▶ Selected excerpt

———

Endangered Fleay's barred frog
We're a team of researchers based around eastern Australia (with collaborators overseas), studying the population dynamics of frogs, impacts of environmental contaminants on frogs, and the infection dynamics of the devastating frog fungal skin disease, chytridiomycosis.
We aim to improve understanding of the factors permitting recovery of frog populations in the face of disease, to assist with global amphibian conservation efforts.
The World Heritage-listed Gondwana Rainforests of south-east QLD and north-east NSW are a local hotspot for amphibians, with > 40 frog species being found here. However, amphibians around the world are in peril – they are the most endangered vertebrate class, suffering a multitude of threats including habitat loss, disease, pollution, climate change, and invasive species. Seven species of Australian frogs have become extinct since the 1970s due to disease alone, three of them in our local region.
Chytridiomycosis is an infectious skin disease of frogs caused by the fungi Batrachochytrium dendrobatidis
(Bd) and B. salamandrivorans (Bsal) (only Bd is currently known to be present in Australia). These
fungal pathogens have been implicated in the decline
or extinction of greater than 200 amphibian species; approximately half those experiencing rapid declines globally. Frog populations around the world are continuing to decline, and some that survived initially
fail to recover to their previous densities.

———

In the passage on frog research, copy the part between "We aim to improve" and "amphibian conservation efforts.", inclusive, swapping "recovery" for "persistence". The items are not needed for any of the work here.

[Referring expression grounding data]

———

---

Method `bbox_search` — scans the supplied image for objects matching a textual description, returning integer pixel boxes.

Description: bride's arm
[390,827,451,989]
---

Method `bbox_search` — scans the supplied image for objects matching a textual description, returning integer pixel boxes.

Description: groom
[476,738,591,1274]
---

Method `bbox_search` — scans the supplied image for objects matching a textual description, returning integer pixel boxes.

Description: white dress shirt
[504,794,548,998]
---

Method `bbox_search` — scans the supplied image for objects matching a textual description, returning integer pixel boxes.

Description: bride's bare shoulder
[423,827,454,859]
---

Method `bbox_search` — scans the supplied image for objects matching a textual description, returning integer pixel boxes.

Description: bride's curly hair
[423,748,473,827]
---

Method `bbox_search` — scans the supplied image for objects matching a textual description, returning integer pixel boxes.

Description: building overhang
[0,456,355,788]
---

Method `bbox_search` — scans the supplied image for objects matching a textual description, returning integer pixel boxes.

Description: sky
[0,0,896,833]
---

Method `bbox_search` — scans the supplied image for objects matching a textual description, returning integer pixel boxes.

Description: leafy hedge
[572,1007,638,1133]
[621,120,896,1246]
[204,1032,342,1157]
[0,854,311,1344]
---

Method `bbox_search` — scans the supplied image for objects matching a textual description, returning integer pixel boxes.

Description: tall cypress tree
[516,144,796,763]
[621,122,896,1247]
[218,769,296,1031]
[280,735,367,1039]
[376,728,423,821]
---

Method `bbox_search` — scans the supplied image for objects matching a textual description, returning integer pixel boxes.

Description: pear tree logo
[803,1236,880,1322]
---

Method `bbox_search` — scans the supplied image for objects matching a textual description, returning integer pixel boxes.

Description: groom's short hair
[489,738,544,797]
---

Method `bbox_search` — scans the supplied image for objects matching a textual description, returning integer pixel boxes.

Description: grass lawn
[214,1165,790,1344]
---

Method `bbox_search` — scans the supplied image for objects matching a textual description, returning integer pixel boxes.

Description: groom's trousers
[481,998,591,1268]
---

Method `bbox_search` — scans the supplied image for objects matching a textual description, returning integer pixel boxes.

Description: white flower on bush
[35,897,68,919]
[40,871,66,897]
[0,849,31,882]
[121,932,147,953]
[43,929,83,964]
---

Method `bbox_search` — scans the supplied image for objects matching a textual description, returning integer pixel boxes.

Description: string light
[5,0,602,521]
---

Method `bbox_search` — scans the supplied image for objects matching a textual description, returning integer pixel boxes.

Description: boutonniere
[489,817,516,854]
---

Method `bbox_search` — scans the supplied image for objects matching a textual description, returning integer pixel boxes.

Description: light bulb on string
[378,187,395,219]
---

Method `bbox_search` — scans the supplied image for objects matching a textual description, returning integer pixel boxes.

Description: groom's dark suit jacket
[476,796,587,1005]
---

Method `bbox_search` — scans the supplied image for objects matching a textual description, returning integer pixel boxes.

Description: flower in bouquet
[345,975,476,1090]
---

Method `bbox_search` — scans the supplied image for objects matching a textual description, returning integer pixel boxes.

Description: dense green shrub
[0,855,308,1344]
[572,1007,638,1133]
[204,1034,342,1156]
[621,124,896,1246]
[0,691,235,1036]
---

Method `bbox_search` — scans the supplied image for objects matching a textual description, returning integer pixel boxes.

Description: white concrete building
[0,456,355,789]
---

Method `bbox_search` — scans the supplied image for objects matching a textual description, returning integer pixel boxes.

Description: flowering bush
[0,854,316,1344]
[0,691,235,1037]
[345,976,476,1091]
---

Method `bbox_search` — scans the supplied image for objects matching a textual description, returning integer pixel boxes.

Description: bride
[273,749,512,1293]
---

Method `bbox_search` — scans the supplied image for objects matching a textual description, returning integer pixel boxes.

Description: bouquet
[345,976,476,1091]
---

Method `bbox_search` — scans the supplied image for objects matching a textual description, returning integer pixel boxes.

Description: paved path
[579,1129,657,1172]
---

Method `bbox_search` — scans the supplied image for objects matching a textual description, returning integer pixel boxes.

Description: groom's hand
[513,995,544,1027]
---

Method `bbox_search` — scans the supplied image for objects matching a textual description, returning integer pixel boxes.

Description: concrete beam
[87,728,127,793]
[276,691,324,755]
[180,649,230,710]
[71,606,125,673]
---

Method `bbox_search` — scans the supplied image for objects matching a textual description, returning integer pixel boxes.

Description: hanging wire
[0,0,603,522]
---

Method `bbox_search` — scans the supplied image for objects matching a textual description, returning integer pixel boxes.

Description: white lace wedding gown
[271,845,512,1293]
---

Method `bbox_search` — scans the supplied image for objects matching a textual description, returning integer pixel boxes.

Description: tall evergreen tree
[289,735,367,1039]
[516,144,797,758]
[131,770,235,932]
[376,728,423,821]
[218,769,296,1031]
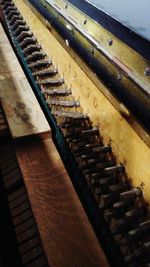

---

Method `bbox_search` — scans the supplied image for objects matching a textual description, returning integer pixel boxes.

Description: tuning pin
[105,164,124,174]
[5,6,17,15]
[29,60,52,70]
[99,175,117,185]
[99,192,119,209]
[11,19,26,31]
[52,111,88,120]
[32,68,57,78]
[20,37,37,49]
[111,219,129,234]
[23,44,42,55]
[81,128,99,136]
[38,79,64,87]
[139,220,150,231]
[120,188,142,199]
[109,182,128,192]
[17,31,33,43]
[86,143,102,152]
[46,99,80,108]
[92,146,111,154]
[125,241,150,266]
[125,208,145,221]
[42,88,71,96]
[14,24,29,36]
[1,0,14,10]
[26,51,46,62]
[9,15,23,25]
[7,9,20,20]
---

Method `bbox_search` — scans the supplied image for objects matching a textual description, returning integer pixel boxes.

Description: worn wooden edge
[15,138,109,267]
[0,24,51,141]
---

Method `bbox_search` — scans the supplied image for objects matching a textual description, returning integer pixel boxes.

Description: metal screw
[144,67,150,76]
[107,39,113,46]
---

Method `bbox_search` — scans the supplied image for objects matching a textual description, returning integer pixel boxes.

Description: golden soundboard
[0,0,150,267]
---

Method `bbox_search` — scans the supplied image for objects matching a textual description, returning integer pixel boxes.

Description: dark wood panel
[16,139,108,267]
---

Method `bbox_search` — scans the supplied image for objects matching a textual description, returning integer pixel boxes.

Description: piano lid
[85,0,150,41]
[68,0,150,61]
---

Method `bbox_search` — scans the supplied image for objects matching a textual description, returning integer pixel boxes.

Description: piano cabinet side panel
[14,0,150,203]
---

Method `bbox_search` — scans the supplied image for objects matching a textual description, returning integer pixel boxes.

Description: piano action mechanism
[0,0,150,267]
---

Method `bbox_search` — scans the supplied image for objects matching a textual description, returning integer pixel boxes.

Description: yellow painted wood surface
[0,24,50,138]
[14,0,150,203]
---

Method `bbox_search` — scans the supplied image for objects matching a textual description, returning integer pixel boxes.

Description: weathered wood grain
[0,24,50,138]
[16,139,108,267]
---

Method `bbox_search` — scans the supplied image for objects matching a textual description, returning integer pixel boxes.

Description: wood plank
[16,139,108,267]
[14,0,150,203]
[0,24,50,138]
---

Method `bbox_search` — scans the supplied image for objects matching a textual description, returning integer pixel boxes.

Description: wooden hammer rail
[0,7,109,267]
[0,1,150,266]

———

▶ Reply to the task
We aim to improve understanding of the factors permitting persistence of frog populations in the face of disease, to assist with global amphibian conservation efforts.